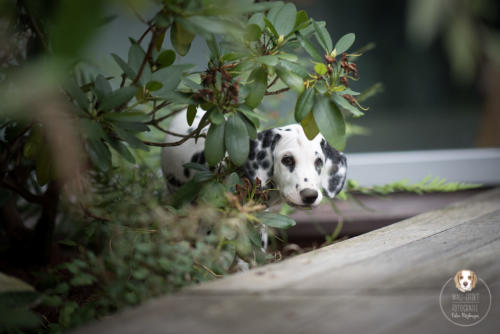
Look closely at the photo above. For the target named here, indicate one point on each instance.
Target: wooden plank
(372, 212)
(386, 281)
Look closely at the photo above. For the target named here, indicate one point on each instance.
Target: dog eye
(288, 160)
(334, 169)
(318, 163)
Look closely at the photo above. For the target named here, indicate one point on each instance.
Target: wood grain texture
(385, 281)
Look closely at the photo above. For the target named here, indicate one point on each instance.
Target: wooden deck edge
(294, 270)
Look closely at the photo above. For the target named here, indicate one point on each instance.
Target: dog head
(465, 280)
(301, 169)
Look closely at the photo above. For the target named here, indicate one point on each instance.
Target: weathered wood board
(385, 281)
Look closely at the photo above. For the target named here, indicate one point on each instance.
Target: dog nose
(308, 195)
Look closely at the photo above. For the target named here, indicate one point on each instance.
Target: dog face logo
(465, 280)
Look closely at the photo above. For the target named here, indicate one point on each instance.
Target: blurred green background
(434, 84)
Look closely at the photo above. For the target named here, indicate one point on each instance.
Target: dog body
(465, 280)
(282, 158)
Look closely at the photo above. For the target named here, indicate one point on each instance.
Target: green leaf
(77, 94)
(257, 19)
(130, 138)
(166, 58)
(99, 154)
(276, 220)
(295, 68)
(170, 77)
(291, 79)
(216, 117)
(258, 86)
(181, 38)
(304, 104)
(309, 47)
(129, 72)
(268, 60)
(330, 122)
(252, 32)
(271, 28)
(214, 144)
(344, 43)
(91, 129)
(122, 149)
(252, 131)
(118, 97)
(196, 166)
(102, 87)
(309, 125)
(236, 140)
(301, 20)
(284, 19)
(320, 68)
(323, 37)
(191, 114)
(136, 56)
(153, 86)
(345, 105)
(127, 116)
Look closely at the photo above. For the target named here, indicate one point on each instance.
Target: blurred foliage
(467, 28)
(82, 204)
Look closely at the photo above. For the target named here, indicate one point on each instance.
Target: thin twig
(23, 192)
(272, 82)
(89, 214)
(146, 57)
(279, 91)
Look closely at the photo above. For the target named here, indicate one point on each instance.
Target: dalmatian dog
(465, 280)
(282, 158)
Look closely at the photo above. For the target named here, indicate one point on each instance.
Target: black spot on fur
(268, 138)
(276, 138)
(261, 155)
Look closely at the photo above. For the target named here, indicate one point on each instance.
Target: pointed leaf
(291, 79)
(284, 19)
(129, 72)
(236, 140)
(309, 125)
(181, 38)
(323, 37)
(214, 144)
(330, 122)
(344, 43)
(102, 87)
(309, 47)
(191, 114)
(123, 150)
(258, 86)
(166, 58)
(304, 104)
(118, 97)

What is expected:
Your reply must match the data above line for line, except that it holds no pictures.

Solution to the problem:
Look closely at the photo above. For the target named here, indicate one point on each instance.
Target: wooden plank
(372, 212)
(386, 281)
Look closely at the photo above. For the target named here, indicate one point on each instance.
Target: dog eye
(288, 160)
(334, 169)
(318, 163)
Look closely at the photo above. For the target named here, indicate one point on each instance.
Target: wood grain texture
(385, 281)
Look closely at the photo above. For the target named here, indicate one point on each instance.
Target: wooden deck edge
(294, 270)
Look closely at the photo above. For the target named here, indicate one point on each instance.
Target: dog head
(465, 280)
(301, 169)
Look closely at the photo above. For the target named here, indicate one point on each instance.
Target: weathered wood board
(385, 281)
Look closely at the photo above. For the target named here, indicate one point on each instance.
Target: dog nose
(308, 195)
Look closely at the photo above. For the target named here, indicate one point on each instance.
Target: dog face logo
(465, 280)
Look closely at the photo above. For the target named here, indicate one point on each instance.
Target: blurred green background
(434, 84)
Look closely at the photo above. For the target named here, indicate one point on each instance.
Target: dog body
(465, 280)
(282, 158)
Look closely at the photo above. For the target named here, indicate one point on each instance.
Target: green leaf
(77, 94)
(257, 19)
(130, 138)
(166, 58)
(99, 154)
(276, 220)
(295, 68)
(170, 77)
(291, 79)
(216, 117)
(258, 86)
(181, 38)
(304, 104)
(309, 47)
(129, 72)
(268, 60)
(330, 122)
(252, 32)
(271, 28)
(214, 144)
(344, 43)
(91, 129)
(122, 149)
(252, 131)
(118, 97)
(196, 166)
(102, 87)
(309, 125)
(236, 140)
(301, 20)
(284, 19)
(320, 68)
(323, 37)
(191, 114)
(136, 56)
(153, 86)
(345, 105)
(127, 116)
Look closely at the photo above. For the target named here, indicate one point on each instance.
Target: blurred foliage
(467, 28)
(82, 204)
Look closely at the photo above. For the target named here, indicate one point on each instance.
Target: thin twig
(23, 192)
(272, 82)
(89, 214)
(146, 57)
(279, 91)
Look closely at the photo above. For the target named here, indicate one point on each instance.
Target: dalmatian dog
(465, 280)
(282, 158)
Look closely at the photo above. For the target named here, indicate one point on each instance.
Target: black spot on fur
(268, 138)
(276, 138)
(261, 155)
Look closely at the photo above. For the target named here, indicate one point on each instance.
Target: pointed leaf
(291, 79)
(284, 19)
(129, 72)
(236, 140)
(309, 125)
(181, 38)
(323, 37)
(214, 144)
(330, 122)
(344, 43)
(102, 87)
(309, 47)
(191, 114)
(123, 150)
(258, 86)
(166, 58)
(304, 104)
(118, 97)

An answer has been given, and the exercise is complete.